OPDRACHT 1: Herhaal letterlijk de regels uit de items, vanaf de regel met "outline chopped parsley garnish" tot en met de regel met "[[[155,122],[155,118],[150,118],[149,119],[149,123],[154,123]]]".

Community Engagement
Maatschappelijke betrokkenheid in onderwijs
Het afgelopen jaar trokken bachelor studenten en docenten Sociale Geografie en Planologie van de Universiteit Utrecht negen weken intensief op met bewoners van Lunetten. Samen bogen ze zich over duurzame oplossingen voor dagelijkse ruimtelijke vraagstukken. Een leerzame ervaring. Small is beautiful, maar zo’n klein onderzoek is ook kwetsbaar.
Community engagement, service learning, citizens’ science: het is maar een kleine greep uit het aanbod van nieuwe onderwijsvormen gericht op verbinding tussen universiteit en samenleving. Ook binnen de Universiteit Utrecht werken studenten en docenten samen met maatschappelijke partners en bewoners aan sociale vraagstukken. Een van de ambities is de maatschappelijke betrokkenheid van studenten actiever te stimuleren en hun activiteiten op dat gebied meer te gaan waarderen.
Kijken over de grenzen van de eigen opleiding, en samenwerken met de samenleving zijn voor de opleiding Sociale Geografie & Planologie (SGPL) van de UU dagelijkse praktijk. Toch blijkt het vaak makkelijker gezegd dan gedaan. De buitenwereld daadwerkelijk betrekken in het onderwijs en onderzoek vergt behalve een flexibele opstelling ook een tijdsinvestering van alle partijen. Wat levert deze verbinding tussen praktijk en theorie op voor studenten, docenten en de stad?

OPDRACHT 2: Welke nieuwe onderwijsvormen noemt de brontekst als voorbeelden van verbinding tussen universiteit en samenleving?

(Items voor regio-annotatie)
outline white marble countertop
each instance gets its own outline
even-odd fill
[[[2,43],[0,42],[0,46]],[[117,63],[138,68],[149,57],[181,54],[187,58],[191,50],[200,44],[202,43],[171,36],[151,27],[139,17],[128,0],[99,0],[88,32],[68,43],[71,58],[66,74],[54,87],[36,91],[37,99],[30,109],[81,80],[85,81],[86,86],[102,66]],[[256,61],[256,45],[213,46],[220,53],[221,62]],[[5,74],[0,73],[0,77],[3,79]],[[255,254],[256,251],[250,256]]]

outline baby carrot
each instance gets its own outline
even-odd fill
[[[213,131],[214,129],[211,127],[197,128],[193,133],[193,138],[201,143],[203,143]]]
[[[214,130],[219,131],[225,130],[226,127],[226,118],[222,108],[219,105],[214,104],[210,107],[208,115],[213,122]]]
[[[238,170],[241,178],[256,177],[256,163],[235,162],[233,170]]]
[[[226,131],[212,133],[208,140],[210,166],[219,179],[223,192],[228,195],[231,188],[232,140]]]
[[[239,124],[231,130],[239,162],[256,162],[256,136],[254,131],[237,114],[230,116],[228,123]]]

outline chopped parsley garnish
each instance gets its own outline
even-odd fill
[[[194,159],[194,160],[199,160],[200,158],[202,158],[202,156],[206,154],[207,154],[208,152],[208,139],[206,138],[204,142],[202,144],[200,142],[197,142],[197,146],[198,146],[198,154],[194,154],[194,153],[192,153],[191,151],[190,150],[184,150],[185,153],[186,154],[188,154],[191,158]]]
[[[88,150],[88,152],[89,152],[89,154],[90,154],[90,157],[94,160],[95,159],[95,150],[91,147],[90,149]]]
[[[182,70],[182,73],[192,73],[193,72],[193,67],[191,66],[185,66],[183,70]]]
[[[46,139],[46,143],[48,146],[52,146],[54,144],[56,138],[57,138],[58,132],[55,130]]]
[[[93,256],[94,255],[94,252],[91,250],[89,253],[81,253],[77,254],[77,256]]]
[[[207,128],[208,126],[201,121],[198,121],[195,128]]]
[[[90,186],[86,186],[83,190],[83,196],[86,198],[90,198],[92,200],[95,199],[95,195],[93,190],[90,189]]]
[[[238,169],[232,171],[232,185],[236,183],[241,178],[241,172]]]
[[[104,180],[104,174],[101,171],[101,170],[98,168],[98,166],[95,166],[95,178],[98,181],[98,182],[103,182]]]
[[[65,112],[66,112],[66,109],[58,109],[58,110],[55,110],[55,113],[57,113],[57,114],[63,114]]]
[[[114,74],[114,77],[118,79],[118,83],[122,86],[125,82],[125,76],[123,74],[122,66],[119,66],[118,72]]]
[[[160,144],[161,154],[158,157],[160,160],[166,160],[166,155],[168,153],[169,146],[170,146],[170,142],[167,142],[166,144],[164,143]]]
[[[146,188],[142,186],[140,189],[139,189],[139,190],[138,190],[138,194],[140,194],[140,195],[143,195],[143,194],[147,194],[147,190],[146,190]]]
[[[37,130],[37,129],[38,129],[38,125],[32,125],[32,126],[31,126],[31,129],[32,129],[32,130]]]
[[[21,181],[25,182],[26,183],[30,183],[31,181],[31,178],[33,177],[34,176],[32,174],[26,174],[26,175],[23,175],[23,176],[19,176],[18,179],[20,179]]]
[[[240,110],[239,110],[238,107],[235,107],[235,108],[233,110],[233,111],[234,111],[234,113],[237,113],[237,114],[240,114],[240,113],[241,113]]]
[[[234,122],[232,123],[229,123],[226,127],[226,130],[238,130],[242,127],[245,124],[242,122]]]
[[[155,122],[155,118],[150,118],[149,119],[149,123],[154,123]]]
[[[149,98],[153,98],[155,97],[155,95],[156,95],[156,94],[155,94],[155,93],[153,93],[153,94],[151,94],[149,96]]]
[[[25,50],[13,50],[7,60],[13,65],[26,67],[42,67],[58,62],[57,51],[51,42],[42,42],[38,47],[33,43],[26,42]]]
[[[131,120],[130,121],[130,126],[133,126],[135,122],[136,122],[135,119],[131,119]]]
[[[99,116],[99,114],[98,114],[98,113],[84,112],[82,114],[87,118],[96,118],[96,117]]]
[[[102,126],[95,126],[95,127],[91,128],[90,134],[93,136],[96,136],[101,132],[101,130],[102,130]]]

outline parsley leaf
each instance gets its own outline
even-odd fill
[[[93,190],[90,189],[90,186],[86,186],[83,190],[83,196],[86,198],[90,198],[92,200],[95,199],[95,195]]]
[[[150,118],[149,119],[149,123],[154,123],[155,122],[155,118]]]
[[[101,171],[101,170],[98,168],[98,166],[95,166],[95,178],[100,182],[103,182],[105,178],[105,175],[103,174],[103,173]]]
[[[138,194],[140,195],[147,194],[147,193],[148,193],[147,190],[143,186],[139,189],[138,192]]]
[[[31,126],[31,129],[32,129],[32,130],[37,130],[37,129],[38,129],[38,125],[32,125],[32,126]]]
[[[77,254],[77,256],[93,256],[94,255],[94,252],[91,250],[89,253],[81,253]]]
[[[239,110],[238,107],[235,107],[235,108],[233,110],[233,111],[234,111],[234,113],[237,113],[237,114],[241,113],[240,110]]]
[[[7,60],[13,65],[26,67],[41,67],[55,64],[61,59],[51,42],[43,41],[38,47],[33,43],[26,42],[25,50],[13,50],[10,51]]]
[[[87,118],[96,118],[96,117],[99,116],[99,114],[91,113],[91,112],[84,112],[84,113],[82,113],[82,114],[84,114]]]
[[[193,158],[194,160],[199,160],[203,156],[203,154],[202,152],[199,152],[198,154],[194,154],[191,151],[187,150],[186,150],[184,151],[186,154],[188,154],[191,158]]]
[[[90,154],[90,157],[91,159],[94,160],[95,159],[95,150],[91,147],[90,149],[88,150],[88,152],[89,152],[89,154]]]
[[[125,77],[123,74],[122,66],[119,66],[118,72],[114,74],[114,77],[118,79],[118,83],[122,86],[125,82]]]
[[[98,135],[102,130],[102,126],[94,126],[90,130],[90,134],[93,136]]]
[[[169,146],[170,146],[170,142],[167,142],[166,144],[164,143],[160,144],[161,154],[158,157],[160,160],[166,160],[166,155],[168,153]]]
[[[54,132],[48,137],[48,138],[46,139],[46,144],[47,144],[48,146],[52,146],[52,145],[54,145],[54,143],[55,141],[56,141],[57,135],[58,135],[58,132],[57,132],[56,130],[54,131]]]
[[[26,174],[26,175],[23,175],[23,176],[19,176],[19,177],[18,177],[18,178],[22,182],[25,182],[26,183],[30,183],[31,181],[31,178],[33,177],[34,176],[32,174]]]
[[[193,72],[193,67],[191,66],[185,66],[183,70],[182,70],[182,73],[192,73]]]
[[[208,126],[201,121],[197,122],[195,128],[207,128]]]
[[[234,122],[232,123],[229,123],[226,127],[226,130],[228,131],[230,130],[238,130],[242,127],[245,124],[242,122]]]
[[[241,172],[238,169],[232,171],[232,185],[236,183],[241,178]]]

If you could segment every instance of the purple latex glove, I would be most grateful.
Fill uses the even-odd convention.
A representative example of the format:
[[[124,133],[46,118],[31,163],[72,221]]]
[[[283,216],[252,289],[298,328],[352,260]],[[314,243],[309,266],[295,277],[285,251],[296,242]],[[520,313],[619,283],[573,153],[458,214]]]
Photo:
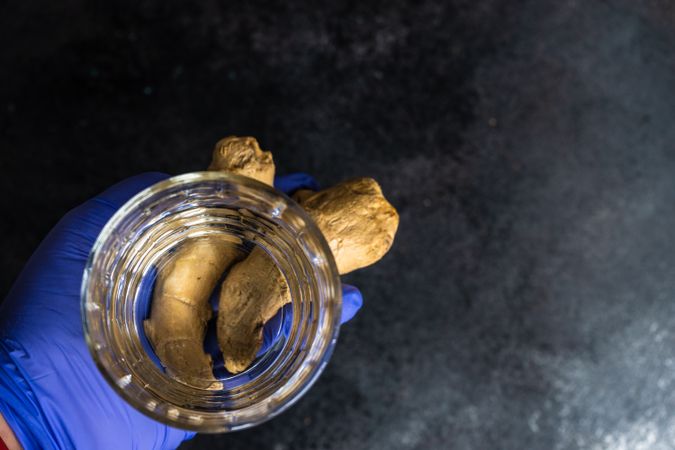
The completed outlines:
[[[194,436],[144,416],[108,386],[89,354],[80,316],[82,273],[99,232],[133,195],[165,178],[129,178],[66,214],[3,302],[0,413],[25,449],[165,449]],[[315,185],[306,175],[278,182],[286,192]],[[342,318],[360,305],[358,290],[346,287]]]

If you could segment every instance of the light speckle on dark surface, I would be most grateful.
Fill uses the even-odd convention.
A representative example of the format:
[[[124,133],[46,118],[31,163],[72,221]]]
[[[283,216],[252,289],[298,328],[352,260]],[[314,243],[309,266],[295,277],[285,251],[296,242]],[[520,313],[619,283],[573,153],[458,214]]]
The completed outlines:
[[[670,2],[3,6],[1,292],[69,208],[227,134],[399,209],[309,393],[182,448],[675,448]]]

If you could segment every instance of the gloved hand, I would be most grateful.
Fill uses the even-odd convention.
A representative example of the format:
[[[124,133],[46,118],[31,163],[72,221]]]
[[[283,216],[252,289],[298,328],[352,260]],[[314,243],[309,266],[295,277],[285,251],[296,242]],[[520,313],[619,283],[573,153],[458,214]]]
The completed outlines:
[[[0,414],[25,449],[175,448],[194,433],[144,416],[96,368],[80,316],[80,284],[99,232],[128,199],[167,175],[129,178],[75,208],[48,234],[0,309]],[[307,175],[279,177],[290,192]],[[345,287],[343,322],[361,306]]]

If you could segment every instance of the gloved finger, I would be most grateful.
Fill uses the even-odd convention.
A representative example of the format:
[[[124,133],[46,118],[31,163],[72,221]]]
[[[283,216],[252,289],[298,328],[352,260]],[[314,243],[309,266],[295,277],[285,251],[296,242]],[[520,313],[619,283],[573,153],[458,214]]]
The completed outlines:
[[[71,210],[33,253],[3,306],[9,307],[13,299],[20,298],[37,302],[44,297],[54,301],[53,297],[40,296],[50,292],[58,292],[58,298],[68,299],[63,300],[68,304],[69,299],[79,298],[84,266],[103,226],[129,198],[166,177],[158,173],[131,177]]]
[[[131,197],[169,176],[148,172],[127,178],[106,189],[96,197],[68,212],[44,240],[43,247],[70,250],[69,256],[85,259],[96,238],[117,212]]]
[[[298,189],[319,190],[319,183],[314,177],[298,172],[274,177],[274,187],[287,195],[292,195]]]
[[[342,285],[342,317],[340,323],[345,323],[354,318],[363,305],[363,296],[356,286]]]
[[[348,322],[363,305],[363,296],[356,286],[342,285],[342,315],[340,323]],[[265,323],[263,328],[263,344],[258,351],[258,356],[265,353],[282,335],[288,335],[293,319],[293,308],[285,305],[274,317]]]

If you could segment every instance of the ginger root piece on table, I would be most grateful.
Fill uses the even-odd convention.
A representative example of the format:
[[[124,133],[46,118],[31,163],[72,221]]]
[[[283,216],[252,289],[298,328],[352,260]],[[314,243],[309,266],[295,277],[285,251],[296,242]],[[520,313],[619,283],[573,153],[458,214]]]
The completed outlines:
[[[209,170],[248,176],[270,186],[274,181],[272,155],[252,137],[218,141]],[[223,272],[242,257],[232,242],[208,236],[185,242],[158,274],[145,332],[167,372],[192,386],[222,388],[213,376],[211,356],[204,352],[209,297]]]
[[[307,210],[330,245],[340,274],[369,266],[389,250],[398,213],[372,178],[344,181],[295,198]],[[239,373],[253,362],[262,344],[265,322],[291,300],[274,261],[256,248],[228,273],[220,292],[218,343],[225,368]]]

SCHRIFTELIJK ANTWOORD 1:
outline chopped parsley garnish
each instance gets its own outline
even-odd fill
[[[194,159],[194,160],[199,160],[200,158],[202,158],[202,156],[206,154],[207,154],[208,152],[208,139],[206,138],[204,142],[202,144],[200,142],[197,142],[197,146],[198,146],[198,154],[194,154],[194,153],[192,153],[191,151],[190,150],[184,150],[185,153],[186,154],[188,154],[191,158]]]
[[[88,150],[88,152],[89,152],[89,154],[90,154],[90,157],[94,160],[95,159],[95,150],[91,147],[90,149]]]
[[[182,70],[182,73],[192,73],[193,72],[193,67],[191,66],[185,66],[183,70]]]
[[[46,139],[46,143],[48,146],[52,146],[54,144],[56,138],[57,138],[58,132],[55,130]]]
[[[93,256],[94,255],[94,252],[91,250],[89,253],[81,253],[77,254],[77,256]]]
[[[207,128],[208,126],[201,121],[198,121],[195,128]]]
[[[90,186],[86,186],[83,190],[83,196],[86,198],[90,198],[92,200],[95,199],[95,195],[93,190],[90,189]]]
[[[238,169],[232,171],[232,185],[236,183],[241,178],[241,172]]]
[[[104,180],[104,174],[101,171],[101,170],[98,168],[98,166],[95,166],[95,178],[98,181],[98,182],[103,182]]]
[[[65,112],[66,112],[66,109],[58,109],[58,110],[55,110],[55,113],[57,113],[57,114],[63,114]]]
[[[114,74],[114,77],[118,79],[118,83],[122,86],[125,82],[125,76],[123,74],[122,66],[119,66],[118,72]]]
[[[160,144],[161,154],[158,157],[160,160],[166,160],[166,155],[168,153],[169,146],[170,146],[170,142],[167,142],[166,144],[164,143]]]
[[[146,188],[142,186],[140,189],[139,189],[139,190],[138,190],[138,194],[140,194],[140,195],[143,195],[143,194],[147,194],[147,190],[146,190]]]
[[[37,130],[37,129],[38,129],[38,125],[32,125],[32,126],[31,126],[31,129],[32,129],[32,130]]]
[[[21,181],[25,182],[26,183],[30,183],[31,181],[31,178],[33,177],[34,176],[32,174],[26,174],[26,175],[23,175],[23,176],[19,176],[18,179],[20,179]]]
[[[240,110],[239,110],[238,107],[235,107],[235,108],[233,110],[233,111],[234,111],[234,113],[237,113],[237,114],[240,114],[240,113],[241,113]]]
[[[234,122],[232,123],[229,123],[226,127],[226,130],[238,130],[242,127],[245,124],[242,122]]]
[[[155,122],[155,118],[150,118],[149,119],[149,123],[154,123]]]

SCHRIFTELIJK ANTWOORD 2:
- Community engagement
- Service learning
- Citizens' science